**Aim of the exercise**
After locating the line that contains "Target: round wooden tray" in the data below, set down exactly that line and each one after it through the line that contains "Task: place a pin on each instance of the ceramic", and nothing more.

**Data in this exercise**
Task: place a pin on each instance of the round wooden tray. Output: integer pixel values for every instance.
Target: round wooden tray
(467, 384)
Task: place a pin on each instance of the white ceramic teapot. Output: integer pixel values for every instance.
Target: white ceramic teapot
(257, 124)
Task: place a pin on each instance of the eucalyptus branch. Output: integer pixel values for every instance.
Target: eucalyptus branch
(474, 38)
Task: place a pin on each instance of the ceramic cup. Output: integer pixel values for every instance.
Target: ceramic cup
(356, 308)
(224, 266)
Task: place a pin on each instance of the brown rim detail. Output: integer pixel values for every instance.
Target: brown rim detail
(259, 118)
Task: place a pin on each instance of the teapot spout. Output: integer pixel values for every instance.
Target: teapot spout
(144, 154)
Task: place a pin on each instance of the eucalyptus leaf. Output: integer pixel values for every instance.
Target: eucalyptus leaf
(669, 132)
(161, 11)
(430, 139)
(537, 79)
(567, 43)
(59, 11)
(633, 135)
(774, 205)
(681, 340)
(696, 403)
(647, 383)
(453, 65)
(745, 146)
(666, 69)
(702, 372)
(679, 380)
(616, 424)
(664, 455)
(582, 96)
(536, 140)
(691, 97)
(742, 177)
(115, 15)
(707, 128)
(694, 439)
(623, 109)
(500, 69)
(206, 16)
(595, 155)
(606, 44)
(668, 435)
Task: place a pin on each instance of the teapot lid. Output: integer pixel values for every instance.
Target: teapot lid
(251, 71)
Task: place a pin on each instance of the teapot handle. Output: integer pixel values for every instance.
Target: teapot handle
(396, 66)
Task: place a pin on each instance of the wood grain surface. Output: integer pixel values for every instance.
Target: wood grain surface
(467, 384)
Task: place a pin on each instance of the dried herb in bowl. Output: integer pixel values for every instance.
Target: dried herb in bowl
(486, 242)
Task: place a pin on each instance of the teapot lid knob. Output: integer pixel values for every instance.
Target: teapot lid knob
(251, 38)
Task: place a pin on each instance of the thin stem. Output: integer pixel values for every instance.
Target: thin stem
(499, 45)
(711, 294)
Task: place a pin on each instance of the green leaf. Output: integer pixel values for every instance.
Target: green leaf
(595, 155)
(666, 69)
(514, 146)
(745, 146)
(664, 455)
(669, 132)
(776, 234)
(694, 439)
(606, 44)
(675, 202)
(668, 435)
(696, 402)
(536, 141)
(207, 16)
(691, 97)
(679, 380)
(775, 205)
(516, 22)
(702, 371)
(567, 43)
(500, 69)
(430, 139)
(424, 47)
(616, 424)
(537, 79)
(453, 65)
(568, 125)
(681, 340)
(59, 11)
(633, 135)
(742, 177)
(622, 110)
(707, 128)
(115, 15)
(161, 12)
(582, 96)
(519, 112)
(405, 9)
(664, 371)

**Task result**
Target: round wooden tray
(467, 384)
Task: place a pin on each instance of the white ceramic teapot. Output: integer pixel values for every instance.
Target: white ceramic teapot
(257, 124)
Task: place a pin on each instance of the eucalyptus branch. Output: integer pixel values for every instance.
Target: eucalyptus branch
(474, 38)
Task: place a pin on each instance of the ceramic cup. Output: integer pixel values for every instance.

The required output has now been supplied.